**WORK REQUIRED**
Take the part that opens with the line containing "[locate] the green shrub" and closes with the line containing "x=962, y=851", and change every "large oak tree" in it to "tall oak tree". Give only those lines again, with nothing else altered.

Stored items
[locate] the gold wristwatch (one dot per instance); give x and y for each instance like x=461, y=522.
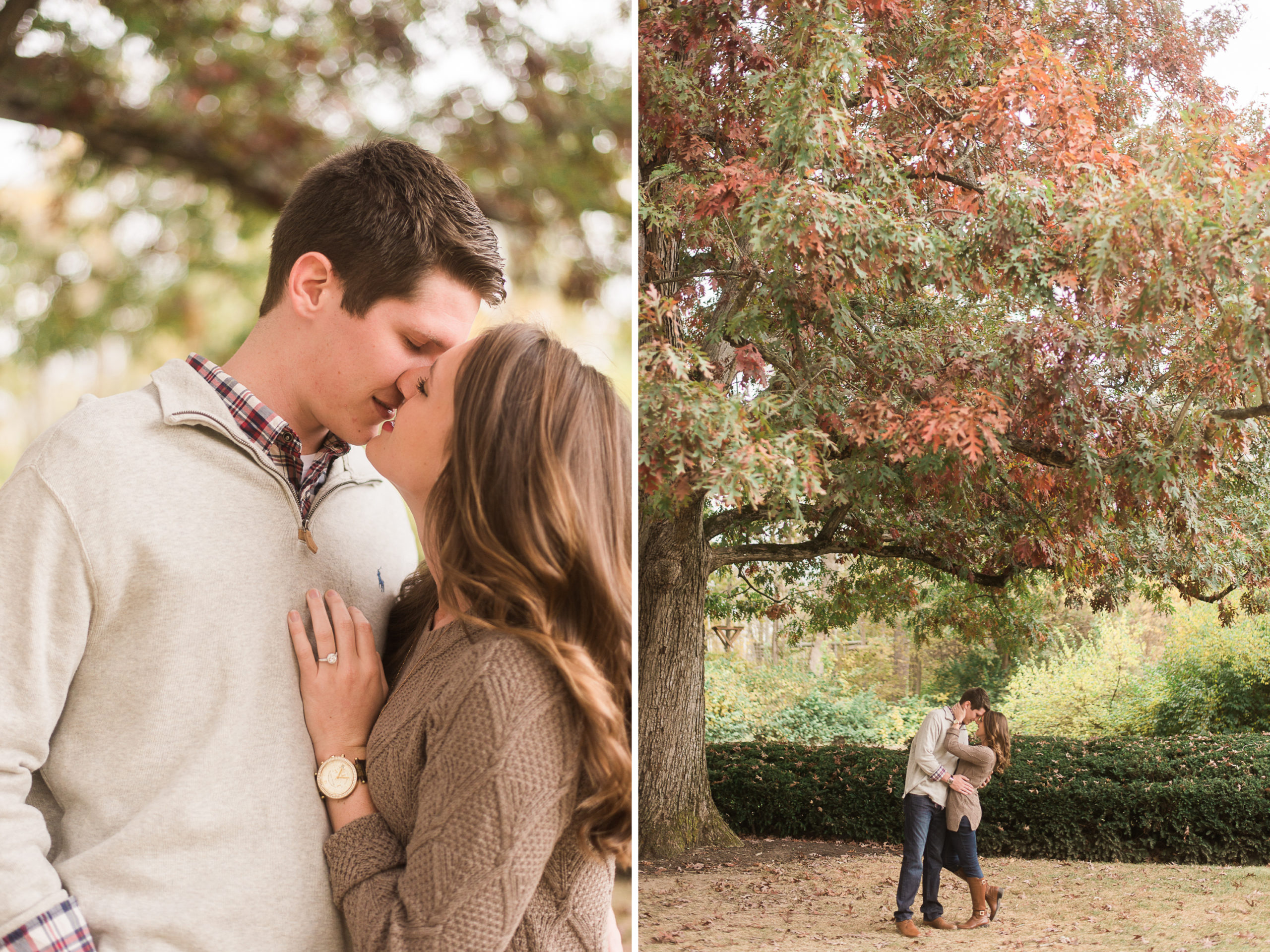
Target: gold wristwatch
x=338, y=776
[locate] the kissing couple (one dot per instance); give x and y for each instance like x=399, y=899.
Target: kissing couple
x=942, y=810
x=201, y=748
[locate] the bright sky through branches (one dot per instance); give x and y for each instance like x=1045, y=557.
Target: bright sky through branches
x=1244, y=64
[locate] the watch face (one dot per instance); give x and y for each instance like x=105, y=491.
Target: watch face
x=337, y=777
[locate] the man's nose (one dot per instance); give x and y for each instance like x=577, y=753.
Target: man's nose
x=408, y=384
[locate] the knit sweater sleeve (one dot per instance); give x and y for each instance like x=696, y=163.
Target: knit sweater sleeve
x=497, y=791
x=980, y=754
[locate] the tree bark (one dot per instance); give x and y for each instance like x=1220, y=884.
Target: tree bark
x=676, y=810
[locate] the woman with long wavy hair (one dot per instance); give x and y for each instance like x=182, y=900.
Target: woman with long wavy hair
x=495, y=744
x=963, y=812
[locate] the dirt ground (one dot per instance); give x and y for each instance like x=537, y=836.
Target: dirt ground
x=793, y=895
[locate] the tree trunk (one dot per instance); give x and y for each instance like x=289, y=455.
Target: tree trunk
x=676, y=810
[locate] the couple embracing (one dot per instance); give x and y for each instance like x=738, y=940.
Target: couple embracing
x=200, y=744
x=942, y=810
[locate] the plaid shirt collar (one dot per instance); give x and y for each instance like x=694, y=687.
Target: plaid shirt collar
x=272, y=434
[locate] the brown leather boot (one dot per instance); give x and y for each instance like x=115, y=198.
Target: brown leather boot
x=981, y=905
x=992, y=894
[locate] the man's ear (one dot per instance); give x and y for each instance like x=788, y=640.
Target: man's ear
x=313, y=286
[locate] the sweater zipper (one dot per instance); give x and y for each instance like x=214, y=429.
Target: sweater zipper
x=305, y=535
x=293, y=493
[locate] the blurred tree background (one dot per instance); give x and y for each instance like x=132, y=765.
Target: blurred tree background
x=146, y=149
x=779, y=667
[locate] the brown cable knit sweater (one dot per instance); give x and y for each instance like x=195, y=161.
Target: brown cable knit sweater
x=473, y=766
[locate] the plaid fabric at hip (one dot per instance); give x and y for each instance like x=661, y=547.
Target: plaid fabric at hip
x=272, y=434
x=60, y=930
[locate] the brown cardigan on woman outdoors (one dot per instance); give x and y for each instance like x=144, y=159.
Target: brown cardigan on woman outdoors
x=976, y=766
x=473, y=766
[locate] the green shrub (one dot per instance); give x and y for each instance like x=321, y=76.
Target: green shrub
x=1212, y=678
x=789, y=702
x=1188, y=799
x=1082, y=690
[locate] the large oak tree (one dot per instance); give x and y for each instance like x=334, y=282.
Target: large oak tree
x=963, y=290
x=198, y=119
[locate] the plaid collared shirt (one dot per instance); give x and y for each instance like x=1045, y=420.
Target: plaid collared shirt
x=272, y=434
x=60, y=930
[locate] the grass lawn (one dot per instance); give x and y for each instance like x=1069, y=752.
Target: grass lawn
x=801, y=895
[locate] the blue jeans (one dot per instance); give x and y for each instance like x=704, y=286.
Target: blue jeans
x=924, y=851
x=962, y=851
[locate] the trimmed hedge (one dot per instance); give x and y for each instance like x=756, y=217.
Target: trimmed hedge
x=1188, y=800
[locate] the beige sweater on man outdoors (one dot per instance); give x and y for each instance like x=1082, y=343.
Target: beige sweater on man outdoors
x=154, y=761
x=473, y=767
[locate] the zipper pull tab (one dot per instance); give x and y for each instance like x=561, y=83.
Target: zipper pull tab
x=308, y=538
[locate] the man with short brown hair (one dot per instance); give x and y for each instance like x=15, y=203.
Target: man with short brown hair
x=157, y=780
x=926, y=789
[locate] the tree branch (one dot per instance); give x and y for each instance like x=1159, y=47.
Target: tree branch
x=719, y=524
x=127, y=136
x=1042, y=455
x=951, y=179
x=677, y=278
x=802, y=551
x=1193, y=592
x=1244, y=413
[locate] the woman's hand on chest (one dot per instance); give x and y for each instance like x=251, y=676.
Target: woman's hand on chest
x=345, y=688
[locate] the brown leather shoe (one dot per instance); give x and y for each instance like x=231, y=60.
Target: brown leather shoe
x=981, y=905
x=992, y=894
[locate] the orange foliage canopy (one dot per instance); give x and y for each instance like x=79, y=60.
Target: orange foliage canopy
x=974, y=285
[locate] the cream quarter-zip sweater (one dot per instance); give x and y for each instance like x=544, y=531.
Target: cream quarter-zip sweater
x=929, y=758
x=149, y=555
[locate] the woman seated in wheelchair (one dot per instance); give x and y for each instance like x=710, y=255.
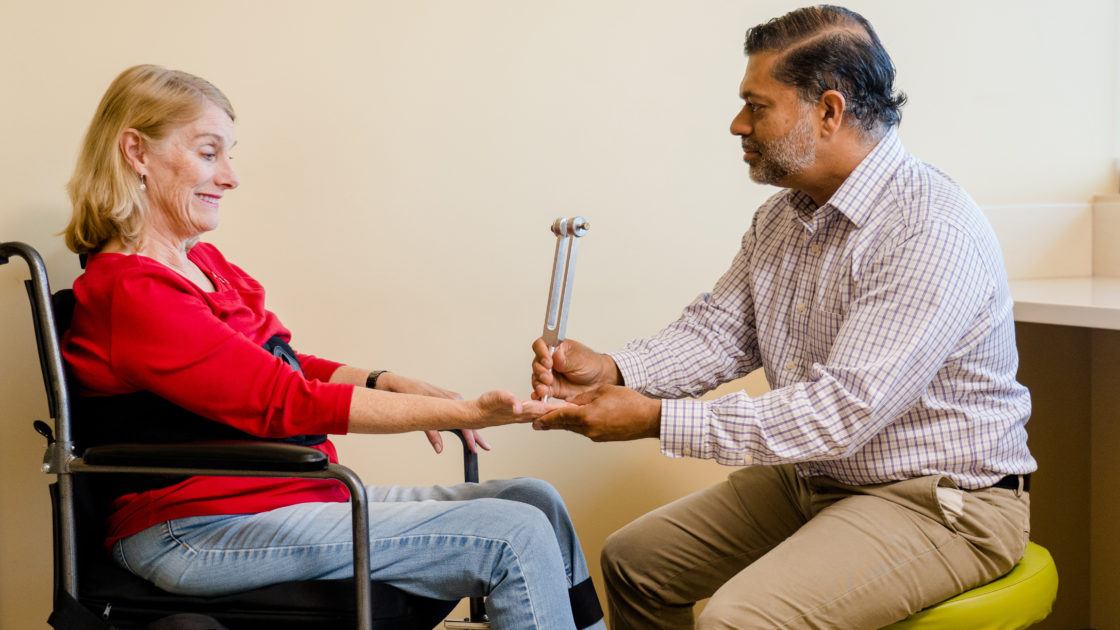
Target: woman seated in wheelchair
x=170, y=341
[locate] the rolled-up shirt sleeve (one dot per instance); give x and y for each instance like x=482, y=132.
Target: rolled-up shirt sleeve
x=916, y=305
x=712, y=342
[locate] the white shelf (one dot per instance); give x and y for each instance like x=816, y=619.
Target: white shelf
x=1090, y=302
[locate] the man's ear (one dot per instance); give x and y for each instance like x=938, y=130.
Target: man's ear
x=831, y=108
x=134, y=150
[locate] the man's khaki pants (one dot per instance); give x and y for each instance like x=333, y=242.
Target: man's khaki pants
x=776, y=550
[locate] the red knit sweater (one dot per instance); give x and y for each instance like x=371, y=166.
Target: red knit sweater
x=139, y=325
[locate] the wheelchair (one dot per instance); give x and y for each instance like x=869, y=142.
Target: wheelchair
x=91, y=592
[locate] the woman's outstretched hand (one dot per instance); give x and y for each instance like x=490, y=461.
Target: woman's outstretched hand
x=504, y=408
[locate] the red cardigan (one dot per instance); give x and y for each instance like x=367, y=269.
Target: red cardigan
x=138, y=325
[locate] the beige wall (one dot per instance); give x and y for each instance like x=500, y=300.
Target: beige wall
x=401, y=161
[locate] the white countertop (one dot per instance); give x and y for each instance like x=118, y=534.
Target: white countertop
x=1090, y=302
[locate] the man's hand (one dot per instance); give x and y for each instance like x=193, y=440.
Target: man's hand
x=607, y=414
x=571, y=370
x=392, y=381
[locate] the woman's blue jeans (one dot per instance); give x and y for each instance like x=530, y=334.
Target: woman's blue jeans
x=511, y=540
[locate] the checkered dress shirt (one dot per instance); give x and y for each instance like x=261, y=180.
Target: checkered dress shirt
x=883, y=320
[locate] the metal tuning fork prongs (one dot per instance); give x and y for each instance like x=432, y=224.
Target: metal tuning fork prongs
x=568, y=232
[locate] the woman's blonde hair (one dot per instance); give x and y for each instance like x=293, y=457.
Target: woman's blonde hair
x=104, y=190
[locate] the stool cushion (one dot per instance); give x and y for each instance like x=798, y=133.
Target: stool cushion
x=1020, y=599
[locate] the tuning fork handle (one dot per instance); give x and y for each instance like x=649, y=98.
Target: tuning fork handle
x=568, y=232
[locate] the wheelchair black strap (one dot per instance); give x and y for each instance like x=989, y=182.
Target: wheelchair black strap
x=585, y=603
x=70, y=614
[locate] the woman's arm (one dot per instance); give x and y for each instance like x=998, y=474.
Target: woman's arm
x=373, y=410
x=392, y=381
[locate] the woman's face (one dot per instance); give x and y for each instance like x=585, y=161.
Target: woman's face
x=189, y=170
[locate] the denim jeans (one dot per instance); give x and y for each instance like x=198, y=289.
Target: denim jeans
x=511, y=540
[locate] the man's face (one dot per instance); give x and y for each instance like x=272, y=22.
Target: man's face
x=775, y=126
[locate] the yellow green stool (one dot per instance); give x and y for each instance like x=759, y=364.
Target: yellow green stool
x=1017, y=600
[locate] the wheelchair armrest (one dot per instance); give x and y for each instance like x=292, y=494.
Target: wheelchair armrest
x=469, y=459
x=215, y=455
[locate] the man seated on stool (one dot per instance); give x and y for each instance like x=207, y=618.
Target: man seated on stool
x=884, y=471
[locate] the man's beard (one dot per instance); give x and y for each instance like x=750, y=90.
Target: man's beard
x=789, y=155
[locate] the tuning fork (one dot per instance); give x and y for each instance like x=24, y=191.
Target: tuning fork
x=568, y=232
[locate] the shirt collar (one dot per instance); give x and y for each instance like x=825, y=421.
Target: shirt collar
x=852, y=198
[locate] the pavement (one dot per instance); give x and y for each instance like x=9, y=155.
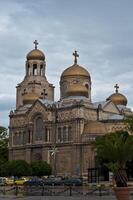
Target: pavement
x=90, y=197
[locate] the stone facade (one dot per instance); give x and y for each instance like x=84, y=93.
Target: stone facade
x=60, y=132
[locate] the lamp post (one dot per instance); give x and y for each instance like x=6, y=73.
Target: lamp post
x=54, y=149
x=53, y=152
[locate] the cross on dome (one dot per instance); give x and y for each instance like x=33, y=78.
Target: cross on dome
x=116, y=87
x=76, y=55
x=36, y=43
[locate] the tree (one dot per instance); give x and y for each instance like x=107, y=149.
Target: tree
x=115, y=149
x=16, y=168
x=129, y=123
x=41, y=168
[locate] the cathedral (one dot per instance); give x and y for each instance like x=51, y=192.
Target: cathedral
x=61, y=132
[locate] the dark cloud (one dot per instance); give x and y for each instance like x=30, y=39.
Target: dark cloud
x=101, y=31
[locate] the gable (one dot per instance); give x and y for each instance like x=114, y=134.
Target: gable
x=111, y=107
x=39, y=108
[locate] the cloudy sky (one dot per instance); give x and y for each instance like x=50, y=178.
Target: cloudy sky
x=100, y=30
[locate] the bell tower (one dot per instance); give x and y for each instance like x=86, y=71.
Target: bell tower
x=35, y=84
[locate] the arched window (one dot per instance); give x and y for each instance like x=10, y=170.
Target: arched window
x=87, y=86
x=69, y=133
x=47, y=135
x=41, y=70
x=28, y=70
x=28, y=138
x=39, y=128
x=65, y=135
x=34, y=69
x=59, y=135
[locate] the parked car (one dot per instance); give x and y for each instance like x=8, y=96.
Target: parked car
x=52, y=181
x=2, y=181
x=21, y=181
x=9, y=181
x=72, y=181
x=34, y=181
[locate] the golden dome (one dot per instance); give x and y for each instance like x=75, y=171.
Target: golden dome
x=75, y=70
x=77, y=90
x=118, y=99
x=35, y=54
x=94, y=127
x=30, y=98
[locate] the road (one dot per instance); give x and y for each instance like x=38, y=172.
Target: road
x=90, y=197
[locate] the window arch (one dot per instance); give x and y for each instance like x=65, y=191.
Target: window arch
x=28, y=70
x=65, y=135
x=39, y=128
x=59, y=135
x=69, y=133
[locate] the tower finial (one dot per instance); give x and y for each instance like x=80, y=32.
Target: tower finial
x=76, y=55
x=116, y=88
x=36, y=43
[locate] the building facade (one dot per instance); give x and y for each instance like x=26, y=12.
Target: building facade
x=61, y=132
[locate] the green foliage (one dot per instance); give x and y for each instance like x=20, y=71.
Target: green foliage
x=129, y=123
x=40, y=168
x=115, y=149
x=16, y=168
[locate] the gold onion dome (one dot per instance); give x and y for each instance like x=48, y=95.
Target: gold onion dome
x=35, y=54
x=30, y=98
x=117, y=98
x=77, y=90
x=75, y=69
x=94, y=127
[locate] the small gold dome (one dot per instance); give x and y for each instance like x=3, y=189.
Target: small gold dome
x=77, y=90
x=35, y=54
x=94, y=127
x=30, y=98
x=75, y=70
x=118, y=99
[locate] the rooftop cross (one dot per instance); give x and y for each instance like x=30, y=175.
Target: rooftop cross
x=44, y=93
x=116, y=87
x=76, y=55
x=36, y=43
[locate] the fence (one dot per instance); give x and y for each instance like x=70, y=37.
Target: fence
x=44, y=190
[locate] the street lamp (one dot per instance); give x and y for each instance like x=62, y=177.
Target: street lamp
x=53, y=152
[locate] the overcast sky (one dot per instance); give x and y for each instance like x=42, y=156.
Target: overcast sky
x=100, y=30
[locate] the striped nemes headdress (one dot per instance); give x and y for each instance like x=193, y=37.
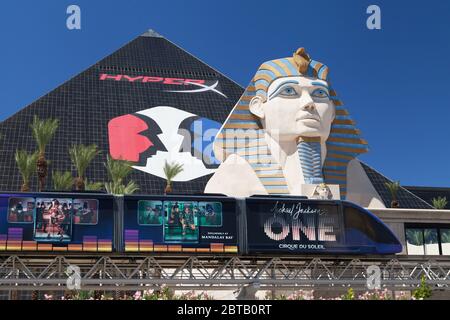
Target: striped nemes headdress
x=243, y=134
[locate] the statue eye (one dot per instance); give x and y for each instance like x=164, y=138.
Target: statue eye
x=288, y=92
x=320, y=93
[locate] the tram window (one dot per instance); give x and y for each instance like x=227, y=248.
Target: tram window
x=181, y=221
x=210, y=214
x=85, y=211
x=150, y=213
x=414, y=241
x=21, y=210
x=431, y=241
x=445, y=241
x=53, y=219
x=359, y=221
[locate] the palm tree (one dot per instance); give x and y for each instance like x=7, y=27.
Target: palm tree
x=171, y=170
x=118, y=170
x=62, y=181
x=43, y=131
x=81, y=157
x=93, y=186
x=393, y=188
x=439, y=202
x=27, y=167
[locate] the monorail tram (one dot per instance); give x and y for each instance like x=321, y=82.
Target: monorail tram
x=189, y=224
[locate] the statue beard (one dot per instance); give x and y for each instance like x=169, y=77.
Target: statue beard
x=309, y=151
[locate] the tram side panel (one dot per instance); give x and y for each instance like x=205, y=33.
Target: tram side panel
x=180, y=224
x=56, y=222
x=290, y=226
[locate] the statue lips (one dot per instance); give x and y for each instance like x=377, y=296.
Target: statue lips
x=125, y=141
x=309, y=119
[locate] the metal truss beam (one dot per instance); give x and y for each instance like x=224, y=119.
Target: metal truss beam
x=219, y=273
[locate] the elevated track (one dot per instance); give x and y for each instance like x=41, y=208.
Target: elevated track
x=114, y=272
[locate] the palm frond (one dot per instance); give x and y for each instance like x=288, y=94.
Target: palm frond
x=393, y=188
x=81, y=156
x=131, y=187
x=93, y=186
x=439, y=202
x=171, y=170
x=121, y=189
x=26, y=163
x=62, y=181
x=43, y=131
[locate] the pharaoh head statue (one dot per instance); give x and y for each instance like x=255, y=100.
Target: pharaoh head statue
x=291, y=99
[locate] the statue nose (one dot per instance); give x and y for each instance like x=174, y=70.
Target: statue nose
x=310, y=107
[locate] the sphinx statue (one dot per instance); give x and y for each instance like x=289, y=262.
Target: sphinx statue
x=288, y=134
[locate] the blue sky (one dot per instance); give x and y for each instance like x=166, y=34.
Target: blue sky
x=394, y=81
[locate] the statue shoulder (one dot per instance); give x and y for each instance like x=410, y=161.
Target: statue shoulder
x=236, y=178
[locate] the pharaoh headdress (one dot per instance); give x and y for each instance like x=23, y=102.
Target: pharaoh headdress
x=243, y=134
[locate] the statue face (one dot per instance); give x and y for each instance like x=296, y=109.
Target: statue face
x=296, y=107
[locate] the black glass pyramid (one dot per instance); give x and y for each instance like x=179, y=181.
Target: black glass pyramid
x=114, y=96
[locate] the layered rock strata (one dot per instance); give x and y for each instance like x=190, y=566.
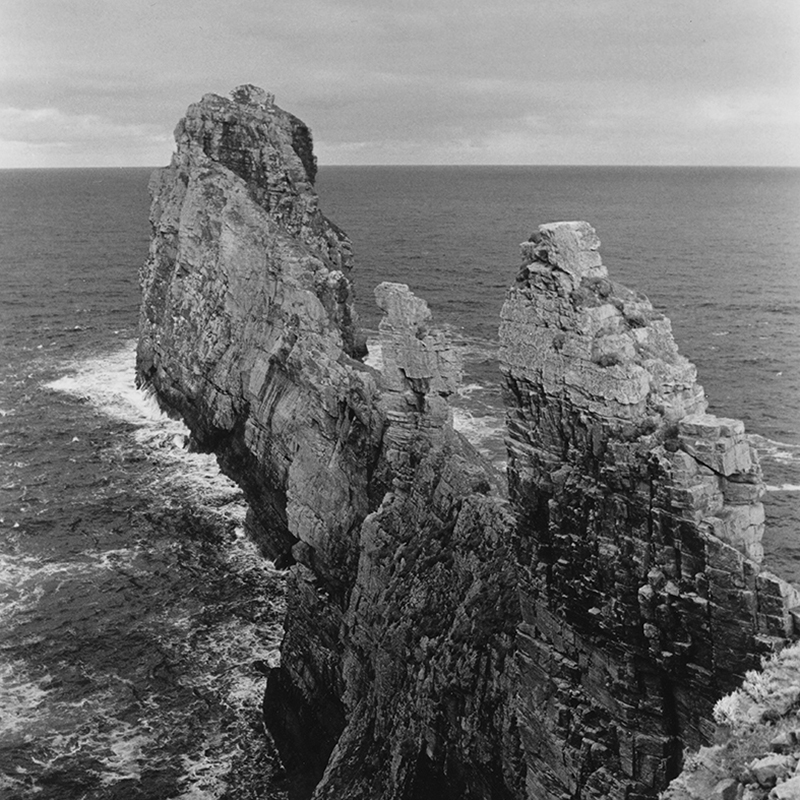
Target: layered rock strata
x=443, y=636
x=401, y=598
x=641, y=594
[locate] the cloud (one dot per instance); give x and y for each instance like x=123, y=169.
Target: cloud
x=62, y=139
x=457, y=79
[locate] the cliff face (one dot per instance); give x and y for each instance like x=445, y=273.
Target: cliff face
x=642, y=598
x=441, y=638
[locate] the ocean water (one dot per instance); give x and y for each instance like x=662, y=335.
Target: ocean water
x=136, y=621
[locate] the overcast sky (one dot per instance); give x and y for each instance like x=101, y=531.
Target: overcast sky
x=103, y=82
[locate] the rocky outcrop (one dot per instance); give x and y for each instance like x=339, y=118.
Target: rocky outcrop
x=640, y=517
x=758, y=733
x=445, y=636
x=401, y=598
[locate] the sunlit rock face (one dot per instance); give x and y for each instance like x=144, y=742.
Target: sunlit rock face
x=448, y=635
x=401, y=596
x=641, y=524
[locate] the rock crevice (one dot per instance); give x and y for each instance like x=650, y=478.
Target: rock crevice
x=564, y=635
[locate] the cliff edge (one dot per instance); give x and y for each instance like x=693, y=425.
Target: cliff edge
x=566, y=635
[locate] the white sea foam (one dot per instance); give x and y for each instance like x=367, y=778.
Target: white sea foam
x=21, y=698
x=107, y=382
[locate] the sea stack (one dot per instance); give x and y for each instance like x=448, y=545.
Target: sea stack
x=562, y=634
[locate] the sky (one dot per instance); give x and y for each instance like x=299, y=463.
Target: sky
x=672, y=82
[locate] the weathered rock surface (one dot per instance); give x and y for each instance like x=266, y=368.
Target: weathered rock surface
x=641, y=595
x=443, y=636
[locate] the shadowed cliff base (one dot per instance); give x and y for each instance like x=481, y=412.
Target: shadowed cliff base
x=562, y=634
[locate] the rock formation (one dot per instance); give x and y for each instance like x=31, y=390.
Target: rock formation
x=564, y=638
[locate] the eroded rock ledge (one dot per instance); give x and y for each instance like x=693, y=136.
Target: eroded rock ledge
x=565, y=636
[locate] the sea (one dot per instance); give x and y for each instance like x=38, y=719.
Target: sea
x=137, y=622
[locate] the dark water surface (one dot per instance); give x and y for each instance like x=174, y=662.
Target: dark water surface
x=136, y=619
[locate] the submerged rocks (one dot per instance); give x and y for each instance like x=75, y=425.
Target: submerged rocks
x=445, y=637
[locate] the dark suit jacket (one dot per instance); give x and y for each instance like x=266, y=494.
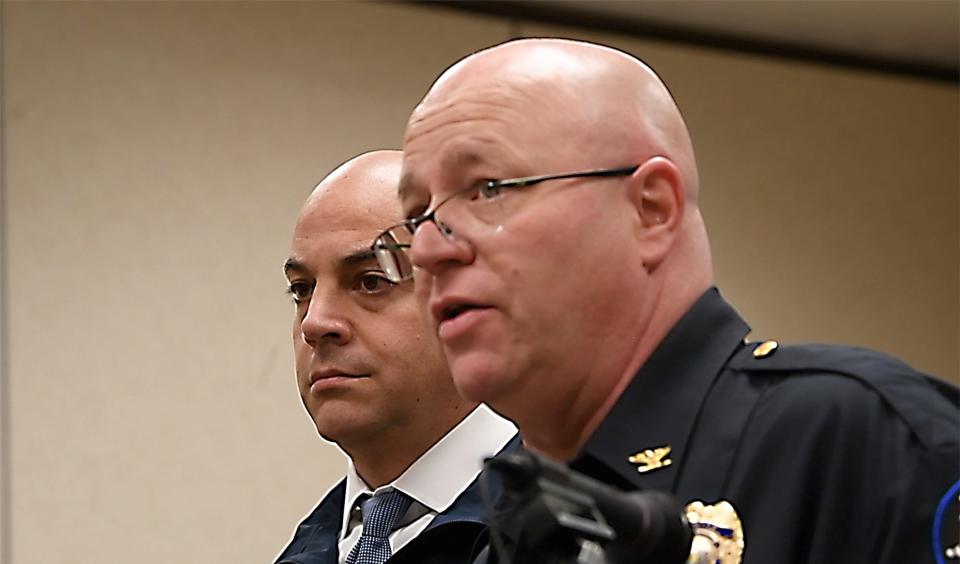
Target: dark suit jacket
x=828, y=454
x=452, y=537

**RESPONSE TO THIS EXERCISE**
[locate] the green shrub (one dot per instance); give x and y for each instance like x=321, y=76.
Target: green shrub
x=1212, y=678
x=789, y=702
x=1188, y=799
x=1082, y=690
[locate] the tall oak tree (one dot per instance); give x and y for each instance like x=334, y=282.
Target: tall oak tree
x=963, y=290
x=198, y=119
[locate] the plaid collared shirt (one dot per instance); give x and y for each instance like x=1045, y=420.
Target: plaid collared shirt
x=272, y=434
x=60, y=930
[locate] the grass lawn (one dot per instance); give x and y for each instance like x=1069, y=752.
Target: grass lawn
x=801, y=895
[locate] the blue jeans (one dot per instance); give x and y for each instance like x=704, y=286.
Target: blue jeans
x=924, y=851
x=962, y=851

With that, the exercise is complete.